● Exercise details: Copy the lines below verbatim, omitting the pictures from your answer.

##### Records shown

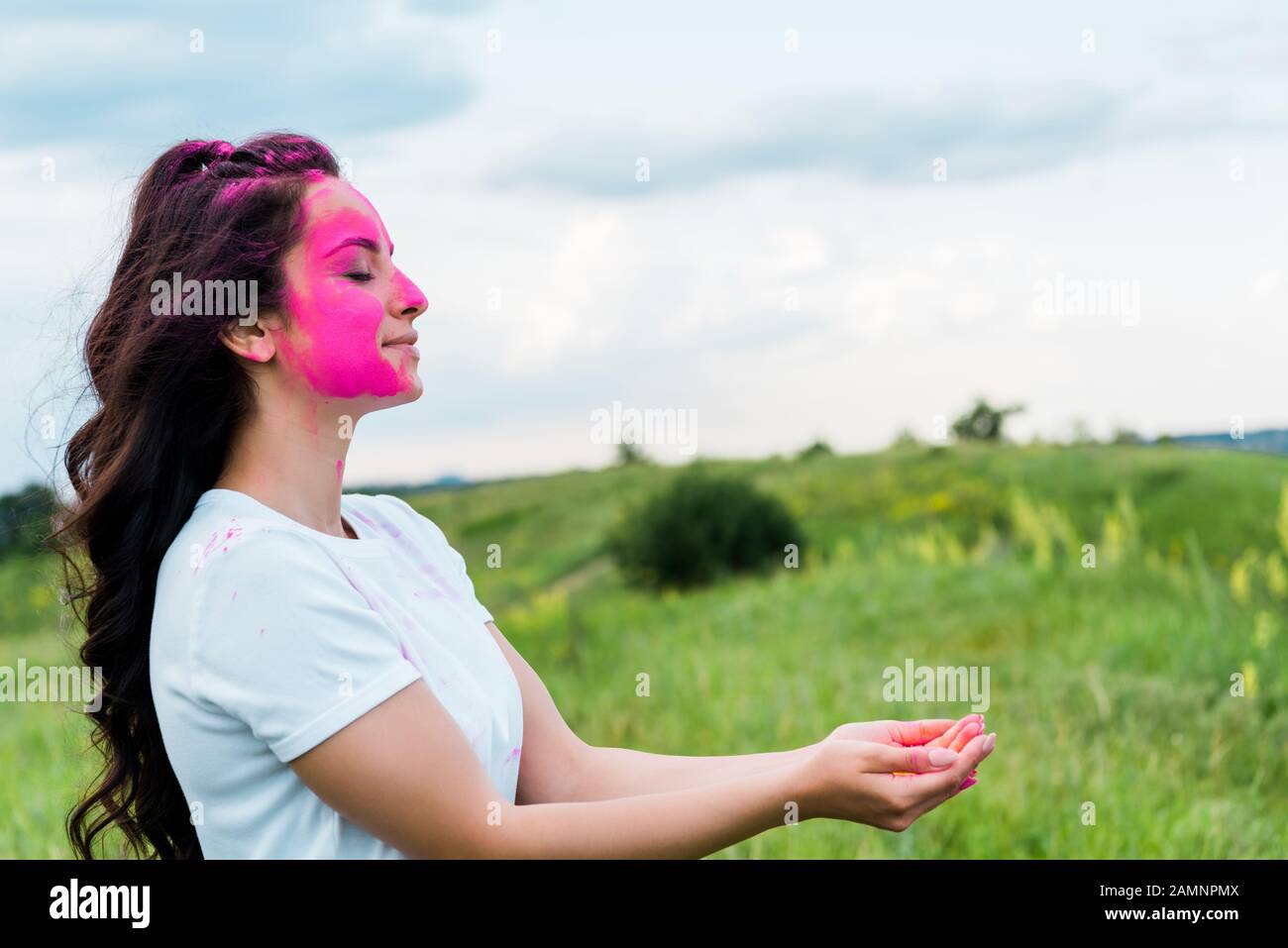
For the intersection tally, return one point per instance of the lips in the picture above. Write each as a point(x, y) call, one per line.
point(404, 342)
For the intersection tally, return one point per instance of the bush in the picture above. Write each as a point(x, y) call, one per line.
point(699, 528)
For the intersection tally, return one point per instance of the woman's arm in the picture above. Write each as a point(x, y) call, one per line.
point(406, 773)
point(559, 767)
point(616, 772)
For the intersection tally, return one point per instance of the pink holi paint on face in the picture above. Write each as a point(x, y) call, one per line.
point(347, 299)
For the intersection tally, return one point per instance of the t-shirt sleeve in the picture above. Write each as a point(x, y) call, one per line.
point(447, 554)
point(284, 642)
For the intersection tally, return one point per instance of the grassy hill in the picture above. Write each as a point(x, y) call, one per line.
point(1109, 685)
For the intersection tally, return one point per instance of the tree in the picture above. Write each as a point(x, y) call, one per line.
point(819, 449)
point(629, 454)
point(983, 423)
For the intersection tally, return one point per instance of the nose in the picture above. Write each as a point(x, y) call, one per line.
point(408, 300)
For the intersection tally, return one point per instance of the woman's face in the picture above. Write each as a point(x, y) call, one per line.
point(349, 333)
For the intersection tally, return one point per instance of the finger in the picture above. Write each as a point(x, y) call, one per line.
point(938, 788)
point(966, 734)
point(947, 738)
point(918, 732)
point(912, 762)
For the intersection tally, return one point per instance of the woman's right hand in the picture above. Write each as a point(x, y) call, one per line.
point(857, 780)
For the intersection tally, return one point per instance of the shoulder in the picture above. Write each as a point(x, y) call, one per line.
point(231, 550)
point(397, 511)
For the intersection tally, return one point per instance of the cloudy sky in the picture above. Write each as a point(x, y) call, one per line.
point(794, 220)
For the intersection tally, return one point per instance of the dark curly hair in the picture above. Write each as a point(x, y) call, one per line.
point(167, 401)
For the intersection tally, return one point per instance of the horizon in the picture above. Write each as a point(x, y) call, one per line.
point(814, 223)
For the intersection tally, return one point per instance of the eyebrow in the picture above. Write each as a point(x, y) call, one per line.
point(357, 243)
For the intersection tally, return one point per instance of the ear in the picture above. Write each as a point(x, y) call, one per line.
point(254, 342)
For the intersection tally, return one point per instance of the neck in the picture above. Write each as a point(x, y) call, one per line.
point(290, 456)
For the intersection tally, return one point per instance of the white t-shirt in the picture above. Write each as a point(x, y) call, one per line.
point(268, 636)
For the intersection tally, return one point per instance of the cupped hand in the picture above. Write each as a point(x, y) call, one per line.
point(931, 732)
point(857, 780)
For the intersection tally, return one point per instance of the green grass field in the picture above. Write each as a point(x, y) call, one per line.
point(1109, 685)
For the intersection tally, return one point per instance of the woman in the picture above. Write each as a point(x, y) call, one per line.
point(291, 672)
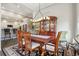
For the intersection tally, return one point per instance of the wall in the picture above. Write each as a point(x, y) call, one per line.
point(77, 32)
point(0, 29)
point(65, 14)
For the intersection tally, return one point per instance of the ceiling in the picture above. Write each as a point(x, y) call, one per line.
point(17, 11)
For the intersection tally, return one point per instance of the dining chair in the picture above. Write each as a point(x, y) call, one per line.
point(52, 47)
point(29, 45)
point(19, 39)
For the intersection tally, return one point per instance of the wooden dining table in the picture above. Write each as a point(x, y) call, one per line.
point(41, 39)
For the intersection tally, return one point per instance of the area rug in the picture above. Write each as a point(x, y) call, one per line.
point(13, 51)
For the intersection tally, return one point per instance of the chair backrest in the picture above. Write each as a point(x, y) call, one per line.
point(27, 37)
point(19, 38)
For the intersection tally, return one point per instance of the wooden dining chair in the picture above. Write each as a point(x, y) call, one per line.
point(29, 45)
point(52, 47)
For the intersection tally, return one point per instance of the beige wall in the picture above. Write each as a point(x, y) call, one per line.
point(66, 14)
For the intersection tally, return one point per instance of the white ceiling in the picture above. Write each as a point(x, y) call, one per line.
point(15, 11)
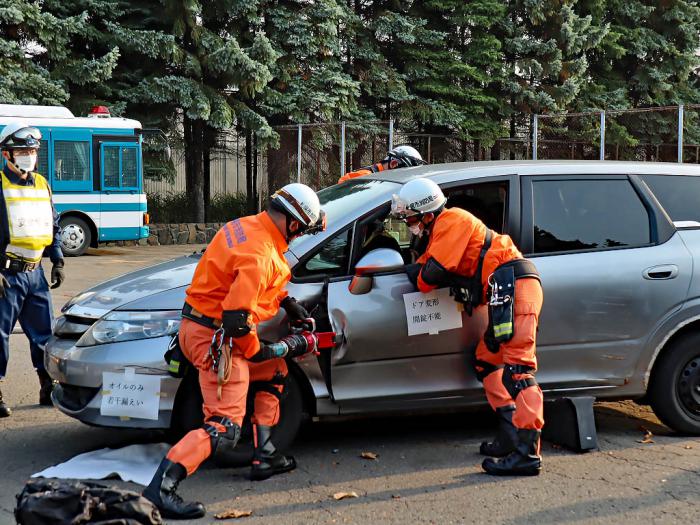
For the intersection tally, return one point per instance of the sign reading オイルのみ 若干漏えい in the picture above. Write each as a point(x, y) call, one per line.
point(130, 395)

##########

● Solution to this task:
For the intersection tally, return one point per instance of the lips in the picture above. Write each as a point(x, y) call, one per line.
point(404, 342)
For the intersection tally, return one point per instance of the bush in the picture above. Write each as a point(x, y) call, one per line.
point(699, 528)
For the intersection tally, return one point per instance of the woman's arm in the picture above. Write each as a point(x, y) call, one per line.
point(406, 773)
point(559, 767)
point(616, 772)
For the intersection tally, return one point per instance of the pink holi paint on face in the picture above. Write each as a point(x, y) call, one per line.
point(347, 299)
For the intersection tally, return one point per instance of the t-shirt sleeve in the picture above. Write each as a point(x, y) call, one per line.
point(447, 554)
point(284, 642)
For the intersection tally, return one point per instance of the grassy hill in the picture above. Write each as a point(x, y) call, one per line.
point(1109, 685)
For the intersection tally, return one point per instance of the tree in the picture above. Write each as a point(x, y) call, one per line.
point(819, 449)
point(629, 454)
point(983, 423)
For the intersection tally, return one point per instance of the nose in the picture above. Write each as a point(x, y) call, one per line.
point(408, 300)
For the intersection tally, return one point per instance of the woman's face in the picture above. Write each as a point(x, y) call, one per line.
point(349, 333)
For the intersection tally, return one point per instance of the finger in the picture above. Write each as a point(x, y) call, one per line.
point(938, 788)
point(966, 734)
point(947, 738)
point(918, 732)
point(912, 762)
For the intersection tally, return one point per instance of the woman's right hand in the picture above. Write each as a point(x, y) call, one per line.
point(857, 780)
For the intersection tally, return one point per instance of the shoulder in the picture above. Write each as a point(x, y) call, one per line.
point(231, 550)
point(397, 511)
For the intersection tally, return one point per instance of the cloudy sky in the picture above. Write each as a point(x, y) call, one per line.
point(794, 220)
For the intersection tally, return one point per instance of the dark curly hair in the picture above. Write each as a point(x, y) call, one per line.
point(167, 401)
For the intersection tally, return one point per instance of the horizon in the picture above. Write each as a point(x, y) call, one per line.
point(814, 223)
For the intersection tally, return one point per instance of the eyebrow in the picture above. Write each as a point(x, y) call, one per line.
point(357, 243)
For the intersection tally, return one point per instance of the ear in the picture above. Write each as a point(x, y) call, one per line.
point(254, 342)
For the intersection tally, return one point per instance of the neck in the picture above. Write each as a point(x, y) call, one per line.
point(290, 456)
For the intersection tally, return one point per instance of the white t-shirt in the picture above. Write each as a point(x, y) call, one per line.
point(268, 636)
For the intersection tally, return one point per instance of the cupped hand in the picture above. Write each as a point(x, y) call, one per line.
point(931, 732)
point(857, 780)
For the intersection tally, return one point per instance of the green grass field in the picture above. Write each as a point(x, y) call, one per line.
point(1109, 685)
For the intersection tally, return one point per instance of the woman in the picture above. Write each as a point(x, y) call, one per line.
point(291, 672)
For the intersection tally, return one point per instance of the wall in the picture above. Write each as a point(x, y) call, one per line.
point(77, 32)
point(0, 29)
point(65, 14)
For the intersection tally, return one point per instance of the ceiling in the picture above. Write each as a point(x, y) call, one per line.
point(17, 11)
For the intersection tally, return one point per instance of the dining chair in the picture above. Write each as a point(x, y) call, one per line.
point(52, 47)
point(29, 45)
point(19, 39)
For the intersection tally, return one point per instance of the wooden dining table in the picture above. Write each as a point(x, y) call, one per line.
point(41, 39)
For the intersection tally, return one point per instance of the area rug in the picture above. Write each as a point(x, y) call, one per line.
point(13, 51)
For the intersection tally, return one point per instance of the chair backrest in the picture above. Write each as a point(x, y) call, one per line.
point(27, 37)
point(19, 38)
For the intersection tally, return one point per instance of the wooden dining chair in the picture above. Write each as a point(x, y) call, one per line.
point(29, 45)
point(52, 47)
For the intersection tally, return one point per instance of the beige wall in the picture above. Write each as a point(x, y) call, one per line.
point(66, 14)
For the intersection tally, return one point per instance of the white ceiling in the picture above. Write each as a point(x, y) call, one per line.
point(15, 11)
For the intersection tally, return one point per instance of the sign reading オイルのみ 若干漏えい in the picture above. Write each as a point(x, y) call, one per line.
point(130, 395)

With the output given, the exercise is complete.